- _Textauszug_:
━━━━━━━━━━━━━━━━
Wie gesagt, gibt es daran in technischer Hinsicht etwas Bemerkenswertes?

Die spinnen, die Belgier!

geschrieben von: tramalbum

Datum: 26.07.07 22:09

Die spinnen, die Belgier!

Ist die Strecke nach Anderlues inzwischen auch platt?

geschrieben von: Volker

Datum: 26.07.07 22:14

Im "Plan de Metro" auf der verlinkten Seite ist sie jedenfalls nicht verzeichnet...

Fragende Grüße, Volker
Nicht viel ist im Grunde so ausgekommen, wie es vor 40 Jahren angedacht worden war.
Aber "Anderlues" lebt!
Eine klar gegliederte Zusammenfassung zu Geschichte und Gegenwart der Metro Charleroi findet sich in
Wikipedia


Über Merkwürdiges gesprochen, auch für einen gemütlichen Solo-Tanzabend empfehle ich die Bahnsteige der aktiven Linien der Metro Charleroi :-). Abends, schon ab 20.00h, wenn gerade der letzte Zug in ein Depot unter Erde verschwunden ist, besteht weiter Vollbetrieb der Stations-Infrastruktur noch bis mindestens weit nach 21.00h, ohne dass man sagen könnte, für wen so lange. Die Rolltreppen drehen gleichgültig weiter, die Festbeleuchtung bleibt angeschaltet, die Eingangsgitter stehen einladend auf, und für Musik ist geisterhaft gut gesorgt, sie hallt einem entgegen aus sämtlichen Lautsprechern, ausgerechnet von einem Lokalsender namens "Contact Plus", dem hier bloß niemand lauscht, und niemand würde Dich rufen hören um diese Zeit, aber dazu ist ja kein Grund, weil umgekehrt auch niemand da ist, der Dich überfallen könnte...Man schaut sich immer wieder um, erwartet von einem Bahnhof ja irgendwann irgendein Ereignis, das diese bizarre Starre unterbrechen könnte, sei es doch noch einen verspäteten Zug, dass jemand die Treppe herunterkommt, oder dass bitte wenigstens ein Pappbecher umfiele: Nein, nichts...
━━━━━━━━━━━━━━━━
- _Datenauszüge_:
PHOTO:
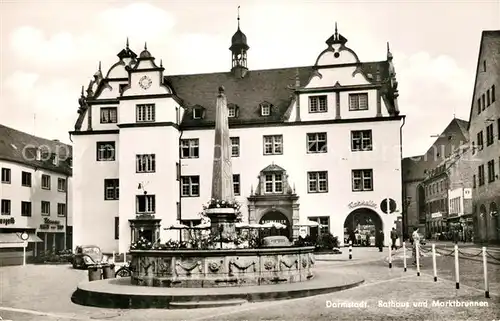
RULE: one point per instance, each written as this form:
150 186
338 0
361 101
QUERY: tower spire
238 17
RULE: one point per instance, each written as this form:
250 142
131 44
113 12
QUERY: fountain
223 265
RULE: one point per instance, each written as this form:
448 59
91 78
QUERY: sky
49 49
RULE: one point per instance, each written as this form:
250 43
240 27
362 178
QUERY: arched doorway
495 229
363 224
276 217
483 223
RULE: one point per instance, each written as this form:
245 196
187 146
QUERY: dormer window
197 113
265 109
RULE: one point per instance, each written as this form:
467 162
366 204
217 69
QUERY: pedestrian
394 237
416 243
380 240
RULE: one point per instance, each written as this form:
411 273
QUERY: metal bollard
417 253
390 257
434 261
404 255
485 268
457 277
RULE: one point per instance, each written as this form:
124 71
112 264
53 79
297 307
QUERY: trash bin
108 271
94 273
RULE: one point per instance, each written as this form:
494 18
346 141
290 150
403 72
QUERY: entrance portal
276 217
361 226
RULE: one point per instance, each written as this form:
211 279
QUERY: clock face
145 82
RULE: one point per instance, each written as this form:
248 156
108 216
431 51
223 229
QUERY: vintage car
86 255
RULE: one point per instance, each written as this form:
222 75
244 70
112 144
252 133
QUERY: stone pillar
295 221
337 105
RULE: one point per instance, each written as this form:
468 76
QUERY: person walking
380 240
416 243
394 237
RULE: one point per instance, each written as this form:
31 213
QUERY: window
265 109
145 163
362 180
361 140
197 113
491 171
61 209
111 189
190 186
26 179
146 204
235 146
358 101
6 175
231 111
316 143
190 148
45 181
236 184
480 140
324 223
45 208
117 228
5 207
106 151
489 135
273 145
25 208
145 113
317 182
480 174
108 115
318 104
61 184
274 183
498 128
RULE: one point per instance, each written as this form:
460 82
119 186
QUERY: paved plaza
42 292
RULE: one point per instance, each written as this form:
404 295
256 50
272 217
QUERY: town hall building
317 143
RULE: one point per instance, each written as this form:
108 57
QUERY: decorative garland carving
214 266
290 265
269 265
190 268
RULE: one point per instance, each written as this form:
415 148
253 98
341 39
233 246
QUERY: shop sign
7 221
353 205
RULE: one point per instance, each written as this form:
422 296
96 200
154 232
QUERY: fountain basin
185 268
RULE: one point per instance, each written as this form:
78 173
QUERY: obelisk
222 219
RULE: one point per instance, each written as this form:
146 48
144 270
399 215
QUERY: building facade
35 193
484 131
426 179
321 143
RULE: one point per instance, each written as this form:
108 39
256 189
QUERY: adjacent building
484 131
35 193
426 180
320 142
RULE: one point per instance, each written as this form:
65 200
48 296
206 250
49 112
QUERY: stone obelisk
222 219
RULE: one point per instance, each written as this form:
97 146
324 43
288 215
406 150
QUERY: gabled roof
20 147
275 86
493 35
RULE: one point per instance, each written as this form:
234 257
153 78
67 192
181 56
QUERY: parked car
86 255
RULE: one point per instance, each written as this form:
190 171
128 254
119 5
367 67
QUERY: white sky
49 49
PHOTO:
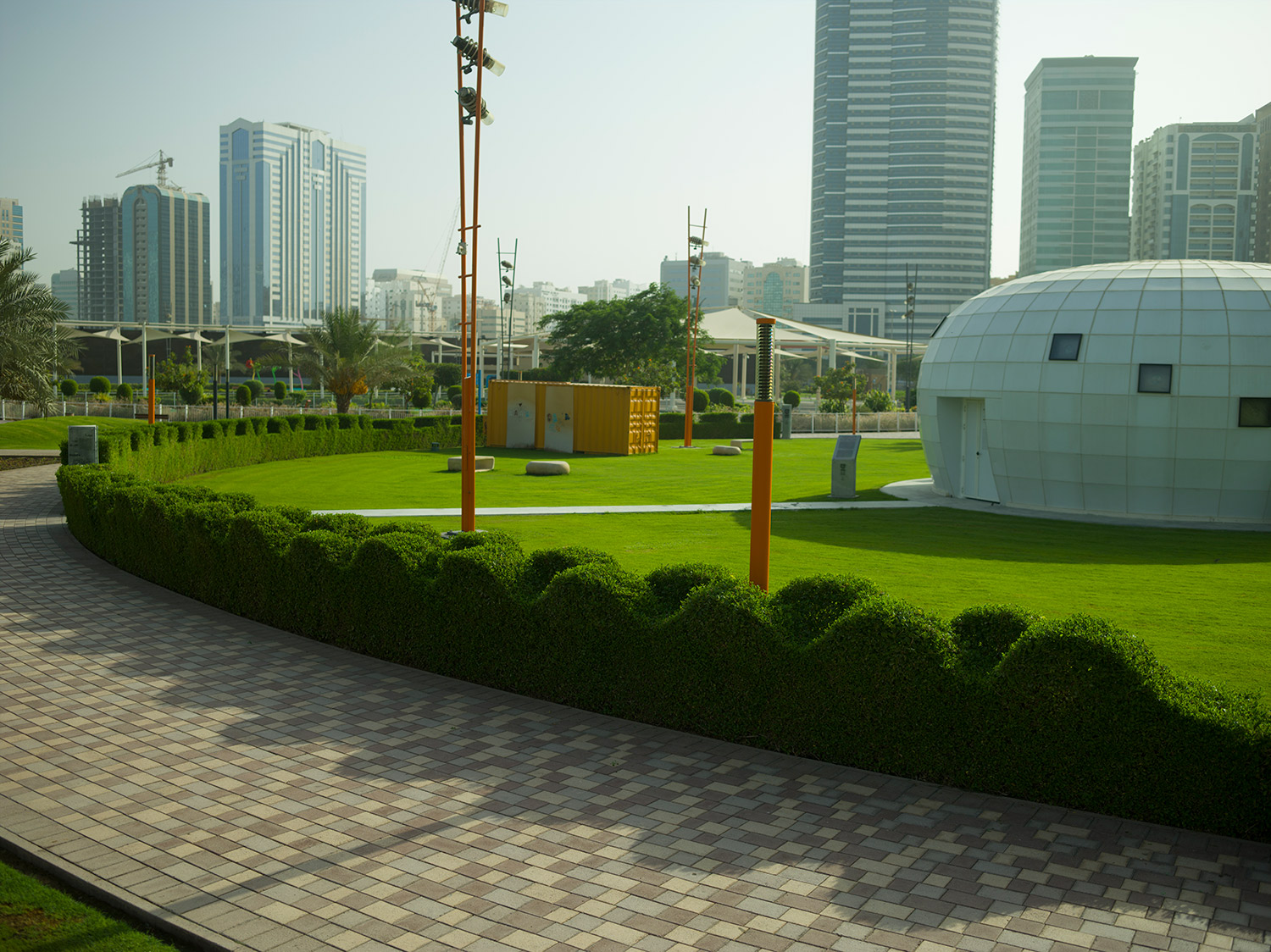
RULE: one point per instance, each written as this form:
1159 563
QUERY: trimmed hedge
167 451
1072 711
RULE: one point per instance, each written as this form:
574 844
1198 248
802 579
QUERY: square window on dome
1065 346
1256 411
1156 378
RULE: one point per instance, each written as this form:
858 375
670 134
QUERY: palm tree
346 357
35 348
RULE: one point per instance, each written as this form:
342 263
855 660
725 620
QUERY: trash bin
843 467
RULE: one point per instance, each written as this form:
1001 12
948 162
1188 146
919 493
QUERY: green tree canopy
638 340
345 355
35 348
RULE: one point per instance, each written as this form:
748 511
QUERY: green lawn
1195 595
801 470
48 432
37 918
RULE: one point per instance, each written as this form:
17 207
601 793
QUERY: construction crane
162 162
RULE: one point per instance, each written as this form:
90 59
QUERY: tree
638 340
346 357
35 348
183 375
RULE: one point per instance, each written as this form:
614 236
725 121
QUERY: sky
613 119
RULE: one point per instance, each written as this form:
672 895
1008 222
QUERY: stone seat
455 464
547 468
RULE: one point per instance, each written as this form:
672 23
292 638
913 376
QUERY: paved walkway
264 792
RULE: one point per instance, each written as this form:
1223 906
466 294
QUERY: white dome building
1135 389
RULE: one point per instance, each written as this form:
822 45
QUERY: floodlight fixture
468 99
469 48
473 7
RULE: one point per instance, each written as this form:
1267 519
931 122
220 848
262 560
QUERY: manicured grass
37 918
48 432
801 470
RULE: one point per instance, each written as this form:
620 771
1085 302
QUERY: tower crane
162 162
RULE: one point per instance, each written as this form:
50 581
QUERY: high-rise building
1078 135
167 256
101 259
65 287
1194 191
724 279
292 223
902 152
10 223
775 287
1263 203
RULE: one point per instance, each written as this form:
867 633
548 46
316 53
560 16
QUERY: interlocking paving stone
267 792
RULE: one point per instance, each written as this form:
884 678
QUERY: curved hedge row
1072 712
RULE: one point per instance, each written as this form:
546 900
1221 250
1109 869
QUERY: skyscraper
167 256
1194 191
292 223
1078 134
902 152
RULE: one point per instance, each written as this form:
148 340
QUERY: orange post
762 465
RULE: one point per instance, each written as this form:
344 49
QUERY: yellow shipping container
572 417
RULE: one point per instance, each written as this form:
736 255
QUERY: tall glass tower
292 223
902 154
1078 135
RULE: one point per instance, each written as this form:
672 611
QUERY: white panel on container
558 418
520 416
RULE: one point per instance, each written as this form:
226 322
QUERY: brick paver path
275 794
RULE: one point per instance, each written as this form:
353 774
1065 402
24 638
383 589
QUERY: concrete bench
547 468
455 464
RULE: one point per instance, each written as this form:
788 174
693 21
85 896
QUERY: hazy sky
613 114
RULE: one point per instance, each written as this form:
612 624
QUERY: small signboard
81 445
843 467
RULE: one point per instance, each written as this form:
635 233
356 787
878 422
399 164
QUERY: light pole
470 55
697 252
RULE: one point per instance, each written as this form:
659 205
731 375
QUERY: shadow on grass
941 533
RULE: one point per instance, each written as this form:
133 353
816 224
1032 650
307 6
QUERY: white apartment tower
292 223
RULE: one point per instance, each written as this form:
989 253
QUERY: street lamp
469 56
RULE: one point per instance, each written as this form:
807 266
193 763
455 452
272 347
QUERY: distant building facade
902 114
10 223
99 243
724 279
1078 135
65 287
409 297
292 216
167 256
775 287
1194 192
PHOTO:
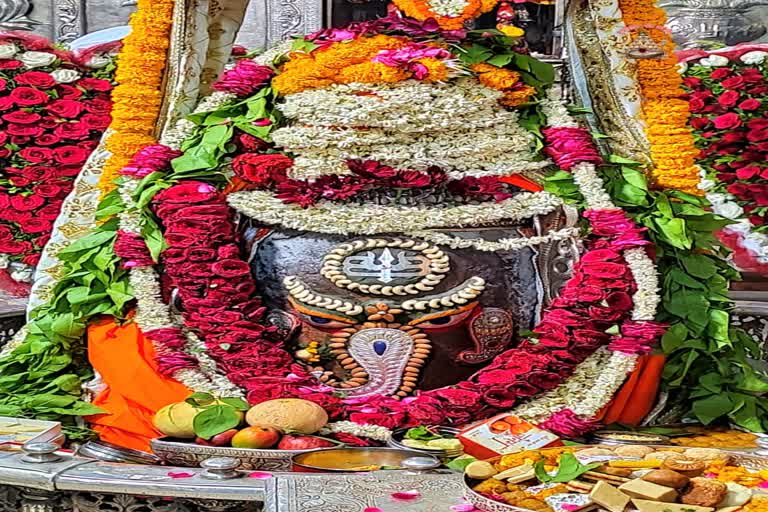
━━━━━━━━━━━━━━━━
- _Schriftliche Aufgaben_:
(1) Übertragen Sie aus dem Textauszug wortgetreu den Abschnitt zwischen „Wie gesagt, gibt“ und „inzwischen auch platt?“, beide Stellen eingeschlossen.
(2) Prüfen Sie, ob diese Aussagen mit dem Textauszug übereinstimmen: (a) Die Rolltreppen werden abends nach dem letzten Zug abgeschaltet. (b) Die Musik in den Stationen stammt von einem Lokalsender namens „Contact Plus“. (c) Im „Plan de Metro“ auf der verlinkten Seite ist die Strecke nach Anderlues nicht verzeichnet. Antworten Sie jeweils mit Ja oder Nein und zitieren Sie die entscheidenden Worte wörtlich.
Stützen Sie sich ausschließlich auf den Textauszug.

- _Lösungen_:
(1)
Wie gesagt, gibt es daran in technischer Hinsicht etwas Bemerkenswertes?

Die spinnen, die Belgier!

geschrieben von: tramalbum

Datum: 26.07.07 22:09

Die spinnen, die Belgier!

Ist die Strecke nach Anderlues inzwischen auch platt?

(2)
(a) Nein: „Die Rolltreppen drehen gleichgültig weiter“
(b) Ja: „ausgerechnet von einem Lokalsender namens "Contact Plus"“
(c) Ja: „Im "Plan de Metro" auf der verlinkten Seite ist sie jedenfalls nicht verzeichnet“